▸ TRY IT:
Write each line exactly as it stands, from the line containing "Mark the tall" through the end of the data.

[EXTRACTED ENTRIES — start]

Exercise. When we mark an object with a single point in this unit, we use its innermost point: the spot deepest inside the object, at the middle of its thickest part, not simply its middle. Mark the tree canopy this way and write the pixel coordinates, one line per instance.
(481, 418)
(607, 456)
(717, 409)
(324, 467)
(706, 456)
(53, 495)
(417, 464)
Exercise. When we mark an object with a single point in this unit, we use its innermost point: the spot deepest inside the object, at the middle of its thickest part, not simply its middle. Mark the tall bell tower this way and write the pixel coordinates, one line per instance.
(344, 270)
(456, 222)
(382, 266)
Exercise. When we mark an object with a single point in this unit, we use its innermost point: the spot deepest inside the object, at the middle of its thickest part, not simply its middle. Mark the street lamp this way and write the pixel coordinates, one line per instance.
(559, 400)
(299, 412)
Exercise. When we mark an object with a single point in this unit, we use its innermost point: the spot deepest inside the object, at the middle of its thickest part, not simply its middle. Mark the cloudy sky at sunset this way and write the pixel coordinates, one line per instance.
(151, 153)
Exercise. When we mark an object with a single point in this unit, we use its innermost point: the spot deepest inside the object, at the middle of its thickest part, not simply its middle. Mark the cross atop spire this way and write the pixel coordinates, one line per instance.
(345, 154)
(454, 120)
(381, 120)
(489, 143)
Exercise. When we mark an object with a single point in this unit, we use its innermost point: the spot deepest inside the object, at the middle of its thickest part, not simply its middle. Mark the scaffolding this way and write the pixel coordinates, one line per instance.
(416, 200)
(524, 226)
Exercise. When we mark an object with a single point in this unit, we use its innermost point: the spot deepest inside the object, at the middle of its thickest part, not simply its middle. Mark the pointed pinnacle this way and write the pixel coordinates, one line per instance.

[EXTRACTED ENTRIES — finish]

▸ WRITTEN ANSWER:
Exercise. When we mark an object with a single point in this unit, we use its innermost point: the spot deepest inside the object, at the middle of its thickest part, not simply its middle. Mark the tall bell tower this way and write the pixel coordinates, one line per instance.
(344, 270)
(456, 222)
(382, 266)
Exercise. When we mark an object with a single point in this unit, we use its innermost point: the spot deepest inside the object, at the middle of its thickest part, not simply its middle. Mark the street lamp this way and write the pixel coordinates, one line per instance.
(559, 400)
(299, 412)
Exercise. When we mark an object with a single point in this unit, we use its innermost point: the spot deepest inside the object, at the middle of its thickest part, not simply its middle. Mark the cloudy sky at sunset this way and write the pixel coordinates, one line per instance.
(151, 153)
Exercise. When we mark an object with a single point in this unit, we use its innermost point: the spot deepest inside the object, at the middle of its thickest part, not simply its middle. Mark the cross atop spire this way and write the pixel coordinates, one line per instance.
(345, 154)
(454, 120)
(381, 120)
(489, 143)
Exercise. When we mark an object with a single point in this unit, we use its innermost point: the spot deepest inside the object, at the middle of its thickest part, not simply its middle. Mark the scaffolding this way and write the pixel coordinates, one line per instance.
(416, 200)
(524, 226)
Exercise. When we mark an object with a single point in this unit, we use its innermost point: the spot deepest inside the object, at the middle of its thickest part, not simply its middle. Mark the pointed pinnacle this way and write the pixel coordinates, one line per instance.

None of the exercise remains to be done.